--- WORKING DATA ---
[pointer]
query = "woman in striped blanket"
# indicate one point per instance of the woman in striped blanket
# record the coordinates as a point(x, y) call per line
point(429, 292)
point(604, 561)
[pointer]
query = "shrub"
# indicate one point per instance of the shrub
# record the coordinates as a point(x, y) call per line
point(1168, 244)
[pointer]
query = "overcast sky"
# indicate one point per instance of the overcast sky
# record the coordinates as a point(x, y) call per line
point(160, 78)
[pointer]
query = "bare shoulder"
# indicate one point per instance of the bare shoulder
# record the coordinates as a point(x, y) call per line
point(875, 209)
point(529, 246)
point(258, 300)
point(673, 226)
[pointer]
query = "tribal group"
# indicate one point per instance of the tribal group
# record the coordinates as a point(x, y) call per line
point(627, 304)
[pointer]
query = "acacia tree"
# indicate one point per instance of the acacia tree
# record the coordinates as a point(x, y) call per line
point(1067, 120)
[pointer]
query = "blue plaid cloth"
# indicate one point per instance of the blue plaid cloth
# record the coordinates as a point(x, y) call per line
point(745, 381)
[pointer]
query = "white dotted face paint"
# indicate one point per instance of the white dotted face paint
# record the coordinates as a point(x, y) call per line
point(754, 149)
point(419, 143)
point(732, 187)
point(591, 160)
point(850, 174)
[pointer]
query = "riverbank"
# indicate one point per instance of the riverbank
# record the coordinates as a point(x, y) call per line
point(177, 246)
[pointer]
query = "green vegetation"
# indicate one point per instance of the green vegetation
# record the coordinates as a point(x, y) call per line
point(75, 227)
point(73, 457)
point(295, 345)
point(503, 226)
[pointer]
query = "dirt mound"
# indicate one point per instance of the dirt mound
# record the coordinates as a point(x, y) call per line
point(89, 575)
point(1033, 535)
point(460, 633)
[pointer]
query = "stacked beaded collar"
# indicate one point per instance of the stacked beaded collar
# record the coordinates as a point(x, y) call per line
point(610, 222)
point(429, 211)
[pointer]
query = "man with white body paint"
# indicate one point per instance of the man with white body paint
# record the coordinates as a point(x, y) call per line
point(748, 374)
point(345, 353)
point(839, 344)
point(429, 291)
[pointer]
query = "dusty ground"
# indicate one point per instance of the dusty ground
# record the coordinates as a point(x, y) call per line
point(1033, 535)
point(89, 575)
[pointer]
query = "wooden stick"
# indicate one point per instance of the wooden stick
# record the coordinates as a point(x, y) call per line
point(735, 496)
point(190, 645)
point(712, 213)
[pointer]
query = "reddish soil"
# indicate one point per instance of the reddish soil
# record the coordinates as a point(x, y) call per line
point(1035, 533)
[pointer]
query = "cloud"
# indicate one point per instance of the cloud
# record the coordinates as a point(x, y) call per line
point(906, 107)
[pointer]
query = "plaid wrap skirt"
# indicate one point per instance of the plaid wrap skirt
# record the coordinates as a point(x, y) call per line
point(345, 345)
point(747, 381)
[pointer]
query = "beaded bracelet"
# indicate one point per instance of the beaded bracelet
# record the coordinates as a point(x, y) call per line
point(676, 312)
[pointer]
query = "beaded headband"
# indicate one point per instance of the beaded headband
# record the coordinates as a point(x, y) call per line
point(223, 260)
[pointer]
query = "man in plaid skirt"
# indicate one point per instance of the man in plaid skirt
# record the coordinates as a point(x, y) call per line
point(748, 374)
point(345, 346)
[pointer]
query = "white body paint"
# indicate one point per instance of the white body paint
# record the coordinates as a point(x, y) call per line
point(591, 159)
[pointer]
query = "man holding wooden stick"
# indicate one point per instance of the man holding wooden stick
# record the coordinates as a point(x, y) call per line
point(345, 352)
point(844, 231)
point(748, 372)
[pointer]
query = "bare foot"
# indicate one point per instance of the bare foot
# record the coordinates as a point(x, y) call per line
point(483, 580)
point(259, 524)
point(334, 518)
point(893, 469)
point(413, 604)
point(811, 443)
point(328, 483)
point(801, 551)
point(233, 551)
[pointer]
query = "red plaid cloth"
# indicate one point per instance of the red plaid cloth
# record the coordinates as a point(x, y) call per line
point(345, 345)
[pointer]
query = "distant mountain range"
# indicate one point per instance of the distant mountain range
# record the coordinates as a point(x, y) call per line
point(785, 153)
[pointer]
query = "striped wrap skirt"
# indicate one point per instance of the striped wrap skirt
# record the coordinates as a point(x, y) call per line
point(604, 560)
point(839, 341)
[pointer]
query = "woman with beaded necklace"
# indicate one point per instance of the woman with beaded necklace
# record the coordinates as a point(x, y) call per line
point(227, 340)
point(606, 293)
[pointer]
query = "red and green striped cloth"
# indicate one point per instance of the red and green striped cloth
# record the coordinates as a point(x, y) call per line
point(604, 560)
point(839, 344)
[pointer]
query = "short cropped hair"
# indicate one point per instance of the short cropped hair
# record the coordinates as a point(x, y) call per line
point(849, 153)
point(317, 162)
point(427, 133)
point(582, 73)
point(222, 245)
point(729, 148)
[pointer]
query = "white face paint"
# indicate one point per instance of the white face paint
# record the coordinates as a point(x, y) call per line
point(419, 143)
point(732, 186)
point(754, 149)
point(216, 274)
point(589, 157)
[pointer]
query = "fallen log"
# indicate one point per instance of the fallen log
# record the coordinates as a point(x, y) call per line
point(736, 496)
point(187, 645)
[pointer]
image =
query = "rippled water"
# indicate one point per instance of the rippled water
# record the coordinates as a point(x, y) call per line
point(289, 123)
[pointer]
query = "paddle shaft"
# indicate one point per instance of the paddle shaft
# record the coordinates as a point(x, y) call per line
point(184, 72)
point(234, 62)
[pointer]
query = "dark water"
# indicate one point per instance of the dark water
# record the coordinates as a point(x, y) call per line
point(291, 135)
---
### [TASK TO CARRY OUT]
Beginning with the first line and ending with the last, restate the data word for word.

### [RESPONSE]
[pointer]
query = "woman in striped blanket"
# indicate one point per instance of the woman in striped blanket
# record the coordinates as a point(x, y) call per line
point(429, 292)
point(604, 561)
[pointer]
query = "shrub"
# indicate one point per instance of the shrub
# record the coordinates as a point(x, y) call per line
point(1168, 244)
[pointer]
query = "overcast sky"
# indicate one point per instance of the overcast sky
# record the coordinates as a point(x, y) call per line
point(160, 78)
[pointer]
query = "bare shoulder"
# indicate one point per instance of the bare shoulder
# record the coordinates as a point(x, y) call per line
point(875, 209)
point(529, 246)
point(258, 300)
point(673, 226)
[pointer]
query = "tribal group"
# indicate one point per instance of the tribal group
# record the coordinates as a point(x, y) call per line
point(627, 304)
[pointer]
query = "acacia tree"
# indicate one point per instance of the acacia tree
# record the coordinates as a point(x, y) call per line
point(1067, 120)
[pointer]
query = "blue plaid cloth"
# indicate one point per instance of the blue plaid cloth
# record the coordinates as a point(x, y) call per line
point(745, 381)
[pointer]
query = "white dotted face paint"
# indicate one point per instance of the white dotted face paint
# record the coordinates as a point(x, y) call per line
point(754, 149)
point(419, 143)
point(732, 187)
point(591, 160)
point(850, 174)
[pointer]
query = "riverbank"
# indicate one point per instance of the riverbank
# record the coordinates as a point(x, y) call per line
point(177, 246)
[pointer]
query = "green vegetation"
# indicate one point per instance of the green vegetation
# record the coordinates as a point(x, y) call per line
point(75, 227)
point(73, 457)
point(295, 345)
point(503, 226)
[pointer]
query = "dirt mound"
# indicate one point per instance of the dirt mound
# record the coordinates as a point(x, y) call per line
point(89, 575)
point(1033, 535)
point(460, 633)
[pointer]
query = "stacked beaded collar"
# indicate one point per instance of the stacked beaded collar
# record the coordinates as a point(x, y) call per line
point(610, 222)
point(429, 211)
[pointer]
query = "man with white body paint"
# indicate one point per instance of the man with white body paint
# record the coordinates as a point(x, y) call per line
point(748, 374)
point(345, 353)
point(839, 344)
point(429, 291)
[pointer]
query = "dusty ground"
# indicate one point per instance of the dusty ground
# record the coordinates as a point(x, y) call per line
point(1033, 535)
point(89, 575)
[pointer]
query = "wooden stick"
# indicate one point per instance of the wooden stick
# record the coordinates as a point(x, y) call per line
point(735, 496)
point(190, 645)
point(712, 213)
[pointer]
query = "reddish soil"
# indicate one point per instance of the reddish soil
# record the coordinates as a point(x, y) call per line
point(1035, 533)
[pointer]
query = "cloud"
# indicate one point per instance of the cloud
# record the coordinates as a point(x, y) call per line
point(906, 107)
[pointer]
query = "plaid wrap skirt"
# indicate one point per instance of the plaid wrap skirt
# record the coordinates as a point(x, y) call per line
point(345, 345)
point(747, 381)
[pointer]
query = "beaded bracelet"
# indicate one point per instance of the beaded bracelet
# record the coordinates as a point(x, y) call per line
point(676, 312)
[pointer]
query = "beaded headband"
# indicate one point per instance of the beaded headband
# record the coordinates as a point(x, y) call per line
point(223, 260)
[pointer]
query = "man in plaid skirt"
# indicate one point per instance of the man in plaid skirt
# record the coordinates as a point(x, y) call per line
point(748, 374)
point(345, 346)
[pointer]
query = "white body paint"
# indicate one point per instance of the white body paint
# record the coordinates as a point(x, y) call per line
point(591, 159)
[pointer]
query = "man holding wooden stick"
# indicate one point per instance of the man holding wooden stick
# record the coordinates as a point(x, y) call per line
point(345, 352)
point(844, 231)
point(748, 372)
[pointer]
query = "bare foot"
# indicate one point per instance of the bare foot
# record the coordinates as a point(x, y) call per line
point(483, 580)
point(259, 524)
point(334, 518)
point(893, 469)
point(413, 604)
point(811, 443)
point(328, 483)
point(801, 551)
point(233, 551)
[pointer]
query = "red plaid cloth"
# indicate one point per instance of the red plaid cloth
# record the coordinates as a point(x, y) call per line
point(345, 345)
[pointer]
query = "distant mountain range"
# indicate one point per instance of the distant mountain range
# record the coordinates as a point(x, y) call per line
point(785, 153)
[pointer]
query = "striped wrap skirt"
# indicate one point per instance of the striped wrap skirt
# record the coordinates as a point(x, y) call per line
point(604, 560)
point(839, 341)
[pointer]
query = "woman with beaded necklace"
# indicate one point per instance of the woman with beaded necklace
# record the coordinates as a point(x, y) call per line
point(227, 340)
point(606, 293)
[pointer]
query = "red and green striped cloth"
# indicate one point per instance of the red and green striped cloth
# record the coordinates as a point(x, y) call per line
point(604, 560)
point(839, 344)
[pointer]
query = "short cropped hair"
# indicate one point per instance of the short cropped hair
# record the coordinates as a point(x, y) call per line
point(849, 153)
point(317, 162)
point(427, 133)
point(582, 73)
point(222, 245)
point(729, 148)
[pointer]
query = "white face paint"
# indicate one point per instance of the white face paint
# record the coordinates as a point(x, y) call per line
point(419, 143)
point(732, 186)
point(754, 149)
point(216, 274)
point(589, 157)
[pointer]
query = "fallen log"
# indicate one point per instance of the fallen log
# record the coordinates as a point(x, y) call per line
point(736, 496)
point(187, 645)
[pointer]
image =
query = "rippled water"
# indicate one point per instance of the rippled water
# record the coordinates as a point(x, y) call per line
point(289, 123)
[pointer]
query = "paddle shaft"
# indicate one point per instance of the paddle shaft
# record the coordinates as a point(x, y) call per line
point(184, 72)
point(234, 62)
[pointer]
query = "dark water"
# indicate one point per instance of the dark water
# record the coordinates as a point(x, y) call per line
point(291, 135)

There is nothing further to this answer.